Convert the part of the listing below that starts with the line containing "Kindly place a point on the reflection" and continues through the end of the listing into a JSON list of strings, one string per line, with blank lines omitted.

## Start Data

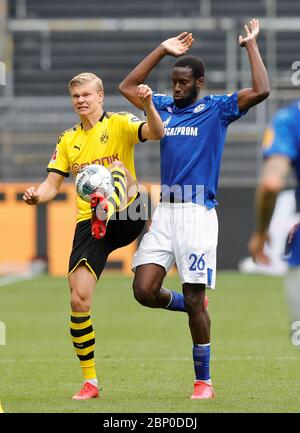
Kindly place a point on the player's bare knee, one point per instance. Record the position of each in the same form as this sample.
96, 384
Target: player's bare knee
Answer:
80, 303
143, 292
193, 304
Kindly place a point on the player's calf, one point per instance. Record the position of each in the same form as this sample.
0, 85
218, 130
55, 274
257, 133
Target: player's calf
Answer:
99, 207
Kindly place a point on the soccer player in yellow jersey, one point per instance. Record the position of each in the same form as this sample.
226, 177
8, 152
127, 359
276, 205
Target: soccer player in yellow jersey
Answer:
107, 139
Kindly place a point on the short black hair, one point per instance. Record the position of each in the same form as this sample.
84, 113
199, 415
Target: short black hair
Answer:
195, 63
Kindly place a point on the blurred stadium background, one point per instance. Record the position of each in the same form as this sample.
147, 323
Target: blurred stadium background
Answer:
43, 44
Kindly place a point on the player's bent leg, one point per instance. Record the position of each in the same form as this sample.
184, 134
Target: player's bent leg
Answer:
199, 323
82, 283
148, 289
147, 286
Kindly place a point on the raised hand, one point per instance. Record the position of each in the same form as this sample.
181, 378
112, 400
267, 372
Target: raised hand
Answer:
145, 94
31, 196
251, 32
178, 45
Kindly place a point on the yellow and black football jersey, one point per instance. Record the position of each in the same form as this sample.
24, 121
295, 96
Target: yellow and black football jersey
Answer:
111, 139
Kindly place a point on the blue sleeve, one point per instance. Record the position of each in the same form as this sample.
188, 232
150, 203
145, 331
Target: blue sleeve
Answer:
161, 101
280, 137
228, 108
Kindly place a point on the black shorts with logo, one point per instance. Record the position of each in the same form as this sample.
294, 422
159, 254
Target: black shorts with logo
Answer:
122, 229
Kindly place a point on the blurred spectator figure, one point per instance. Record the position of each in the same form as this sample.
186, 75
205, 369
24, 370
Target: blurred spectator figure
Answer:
281, 150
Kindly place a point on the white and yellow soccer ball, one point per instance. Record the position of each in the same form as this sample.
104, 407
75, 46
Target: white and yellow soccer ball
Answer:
94, 178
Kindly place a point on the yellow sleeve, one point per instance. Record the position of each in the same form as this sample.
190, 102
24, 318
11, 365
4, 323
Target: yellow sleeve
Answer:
59, 162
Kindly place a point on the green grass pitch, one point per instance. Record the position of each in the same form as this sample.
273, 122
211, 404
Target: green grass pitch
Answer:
144, 356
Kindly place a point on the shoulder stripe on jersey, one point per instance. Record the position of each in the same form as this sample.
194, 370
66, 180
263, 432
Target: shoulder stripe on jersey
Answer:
58, 172
140, 133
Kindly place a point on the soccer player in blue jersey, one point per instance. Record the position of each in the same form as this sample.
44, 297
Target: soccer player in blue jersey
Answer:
184, 228
281, 150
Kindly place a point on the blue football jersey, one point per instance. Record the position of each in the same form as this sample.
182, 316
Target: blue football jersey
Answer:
282, 137
192, 147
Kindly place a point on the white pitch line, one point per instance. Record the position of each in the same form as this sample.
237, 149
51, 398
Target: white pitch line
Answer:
228, 358
11, 279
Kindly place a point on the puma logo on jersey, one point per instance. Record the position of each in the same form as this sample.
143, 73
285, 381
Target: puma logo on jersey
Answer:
106, 160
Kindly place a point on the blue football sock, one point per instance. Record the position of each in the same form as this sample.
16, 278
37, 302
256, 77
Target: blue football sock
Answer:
201, 357
176, 303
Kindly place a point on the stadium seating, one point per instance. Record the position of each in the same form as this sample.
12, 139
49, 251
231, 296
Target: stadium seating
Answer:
97, 9
44, 66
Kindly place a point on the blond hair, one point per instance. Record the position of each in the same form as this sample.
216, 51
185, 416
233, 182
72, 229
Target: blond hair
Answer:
86, 77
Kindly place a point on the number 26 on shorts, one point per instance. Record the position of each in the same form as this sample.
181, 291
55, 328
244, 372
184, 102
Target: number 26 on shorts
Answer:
197, 262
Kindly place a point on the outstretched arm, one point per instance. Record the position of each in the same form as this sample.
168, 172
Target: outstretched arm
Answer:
45, 192
273, 180
260, 82
176, 47
153, 129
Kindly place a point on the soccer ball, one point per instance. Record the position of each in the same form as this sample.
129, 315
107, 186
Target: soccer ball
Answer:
94, 178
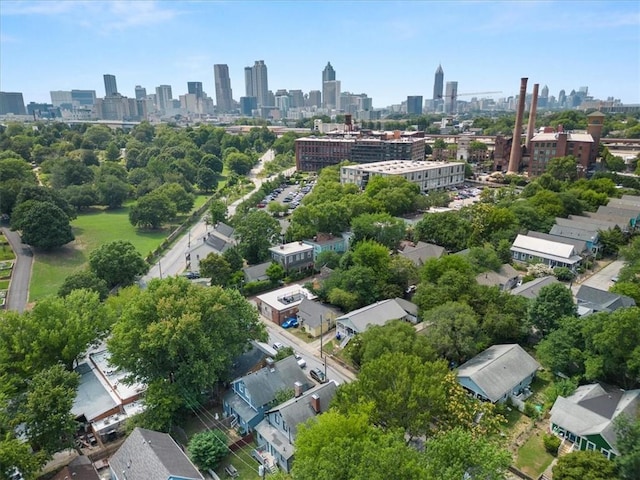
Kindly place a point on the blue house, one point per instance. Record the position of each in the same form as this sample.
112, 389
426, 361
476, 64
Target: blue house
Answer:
251, 396
501, 371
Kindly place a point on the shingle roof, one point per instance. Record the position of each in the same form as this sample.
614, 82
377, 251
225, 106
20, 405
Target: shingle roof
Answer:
591, 411
147, 454
499, 369
266, 382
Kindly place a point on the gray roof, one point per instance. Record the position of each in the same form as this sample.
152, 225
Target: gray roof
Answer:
591, 411
378, 313
532, 289
147, 454
579, 245
309, 312
499, 369
420, 252
600, 300
92, 398
256, 272
263, 385
588, 235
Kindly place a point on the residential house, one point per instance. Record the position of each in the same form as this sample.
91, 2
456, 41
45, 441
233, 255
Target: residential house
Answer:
537, 250
585, 418
591, 300
250, 396
294, 256
325, 242
276, 434
283, 303
531, 289
505, 279
378, 313
147, 454
420, 252
256, 273
499, 372
316, 318
220, 239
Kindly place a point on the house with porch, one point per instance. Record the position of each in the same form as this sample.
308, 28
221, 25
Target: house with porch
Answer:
276, 434
250, 396
527, 249
499, 372
585, 419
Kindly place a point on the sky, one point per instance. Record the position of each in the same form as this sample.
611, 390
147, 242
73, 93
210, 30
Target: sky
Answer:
386, 49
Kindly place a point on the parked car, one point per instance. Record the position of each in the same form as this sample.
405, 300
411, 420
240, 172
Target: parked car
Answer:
318, 375
291, 322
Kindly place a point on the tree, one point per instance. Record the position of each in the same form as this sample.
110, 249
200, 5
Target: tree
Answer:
335, 446
584, 465
50, 425
117, 263
181, 337
207, 448
457, 454
217, 268
42, 224
256, 232
84, 279
152, 210
552, 303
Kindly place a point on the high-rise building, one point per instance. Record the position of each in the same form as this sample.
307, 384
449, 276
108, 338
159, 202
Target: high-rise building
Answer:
224, 94
195, 88
12, 102
164, 97
110, 87
438, 84
260, 83
451, 97
328, 75
141, 92
414, 105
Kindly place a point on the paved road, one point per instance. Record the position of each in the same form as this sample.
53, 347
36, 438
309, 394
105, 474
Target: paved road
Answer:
19, 289
173, 262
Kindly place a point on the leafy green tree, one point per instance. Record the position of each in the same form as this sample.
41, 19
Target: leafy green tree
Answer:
42, 224
584, 465
181, 337
84, 279
50, 425
117, 263
457, 454
552, 303
208, 448
347, 447
217, 268
152, 210
256, 232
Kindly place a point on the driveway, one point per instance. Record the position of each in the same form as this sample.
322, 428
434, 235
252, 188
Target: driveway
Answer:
19, 287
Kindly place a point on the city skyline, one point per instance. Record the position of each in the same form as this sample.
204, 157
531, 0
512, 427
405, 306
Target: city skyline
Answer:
483, 46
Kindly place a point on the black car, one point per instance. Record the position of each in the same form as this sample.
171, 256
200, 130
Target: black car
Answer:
318, 375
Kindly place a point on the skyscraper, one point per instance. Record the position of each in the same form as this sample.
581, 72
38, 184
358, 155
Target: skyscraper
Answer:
328, 75
451, 97
195, 88
141, 92
12, 102
110, 87
224, 94
260, 83
438, 83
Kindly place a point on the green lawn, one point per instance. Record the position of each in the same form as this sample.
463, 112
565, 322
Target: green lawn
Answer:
533, 459
91, 230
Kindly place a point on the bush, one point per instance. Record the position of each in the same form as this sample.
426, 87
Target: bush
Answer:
551, 444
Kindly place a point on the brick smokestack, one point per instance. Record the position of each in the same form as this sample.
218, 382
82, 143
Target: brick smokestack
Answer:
516, 149
532, 115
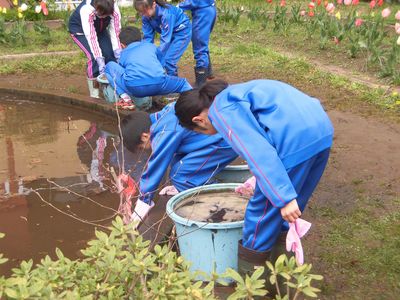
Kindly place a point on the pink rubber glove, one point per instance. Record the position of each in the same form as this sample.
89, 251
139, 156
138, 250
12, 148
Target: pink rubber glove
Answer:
247, 188
102, 64
127, 188
296, 231
169, 190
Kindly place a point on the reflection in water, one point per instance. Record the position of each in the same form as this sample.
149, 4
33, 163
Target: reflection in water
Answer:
75, 150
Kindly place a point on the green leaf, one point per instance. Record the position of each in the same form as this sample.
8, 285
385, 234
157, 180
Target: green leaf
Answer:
308, 292
257, 273
59, 254
11, 293
231, 273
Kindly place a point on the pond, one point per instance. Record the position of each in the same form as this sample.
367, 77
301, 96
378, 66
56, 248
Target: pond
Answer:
54, 178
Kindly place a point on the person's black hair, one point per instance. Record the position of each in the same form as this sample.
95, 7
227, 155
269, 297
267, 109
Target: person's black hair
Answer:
129, 34
132, 127
104, 7
192, 103
139, 4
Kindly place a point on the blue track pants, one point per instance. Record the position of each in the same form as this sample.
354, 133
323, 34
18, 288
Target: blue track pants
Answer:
203, 20
263, 222
179, 43
171, 84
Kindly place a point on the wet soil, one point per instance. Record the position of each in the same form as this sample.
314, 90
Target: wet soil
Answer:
366, 150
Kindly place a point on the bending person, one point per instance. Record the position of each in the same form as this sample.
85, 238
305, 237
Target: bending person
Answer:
139, 72
173, 26
193, 157
284, 135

## End Data

> **Solved problem**:
[
  "Kindly place a point on the reflection in water, one point per instance. Record the position of each in the same form as this sample.",
  "149, 4",
  "33, 163",
  "Target: reflection in water",
  "Answer:",
  "75, 150",
  "Kindly place a point on the green leaf, one point per instance. Record the position of each in the same form as this sample.",
  "8, 285",
  "385, 234",
  "157, 180",
  "Target: green leaf",
  "Answer:",
  "308, 292",
  "257, 273",
  "59, 254",
  "11, 293",
  "231, 273",
  "Kindly place a point on the pond, one point per instance. Record the position of each in the same form as this sample.",
  "367, 77",
  "301, 96",
  "378, 66",
  "56, 248",
  "Target: pond",
  "Answer:",
  "54, 178",
  "Kindly place a point on the person's black hair, one point per instance. Record the position of each in the same form as this sample.",
  "95, 7",
  "227, 155",
  "269, 297",
  "267, 109",
  "Target: person's black hair",
  "Answer:",
  "129, 34",
  "132, 127",
  "104, 7",
  "192, 103",
  "139, 4",
  "Kindly place a point on the blue track pants, one point per instance. Record the position of each in the same form as this sample.",
  "354, 133",
  "323, 34",
  "18, 288",
  "Target: blue track pants",
  "Answer:",
  "203, 20",
  "263, 222",
  "179, 43",
  "171, 84",
  "Kindly place a point on the wet soil, one point per instance. Record the position of each in the same form as this sample.",
  "314, 90",
  "Target: wet soil",
  "Answer:",
  "366, 150",
  "Kindly place a point on the bending person, one point per instance. Record the position of each in the same form as this sample.",
  "85, 238",
  "305, 237",
  "Target: bending person",
  "Answer:",
  "139, 72",
  "173, 26",
  "193, 157",
  "284, 135"
]